*** Block opens ***
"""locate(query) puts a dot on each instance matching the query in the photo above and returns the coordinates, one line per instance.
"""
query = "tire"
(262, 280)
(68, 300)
*** Block closes ***
What is expected - All entries should be restated word for word.

Result of this exercise -
"""locate(query) puts a dot on each instance matching the query in the photo above and returns the coordinates, one line per instance.
"""
query = "tire"
(262, 280)
(68, 300)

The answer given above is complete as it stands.